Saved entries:
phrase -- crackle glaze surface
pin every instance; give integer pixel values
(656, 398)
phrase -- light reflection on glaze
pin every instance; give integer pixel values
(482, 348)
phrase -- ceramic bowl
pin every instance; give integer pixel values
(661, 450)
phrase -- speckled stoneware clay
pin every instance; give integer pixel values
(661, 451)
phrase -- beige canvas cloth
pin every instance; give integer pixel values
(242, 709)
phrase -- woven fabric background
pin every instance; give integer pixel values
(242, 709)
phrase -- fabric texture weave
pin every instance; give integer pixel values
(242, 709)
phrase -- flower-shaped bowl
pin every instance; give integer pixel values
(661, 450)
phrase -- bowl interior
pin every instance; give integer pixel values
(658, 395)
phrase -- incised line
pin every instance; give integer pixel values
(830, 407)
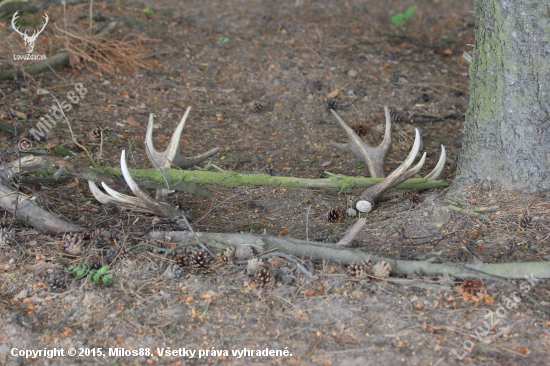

| TASK OBJECTIVE |
Starting with the first line above and ending with the line that holds "phrase -- beige canvas cloth", restate each line word for word and add nothing else.

| ANSWER TO THIS EXERCISE |
phrase -- crackle glaze surface
pin every instance; give integer pixel values
(656, 398)
phrase -- light reflection on glaze
pin every instance; give integer pixel values
(482, 348)
phrase -- ceramic bowl
pin every instance; give integer pixel values
(661, 450)
phrase -- speckled stoneware clay
pin every instance; give integer pixel values
(661, 451)
phrase -- beige canvas cloth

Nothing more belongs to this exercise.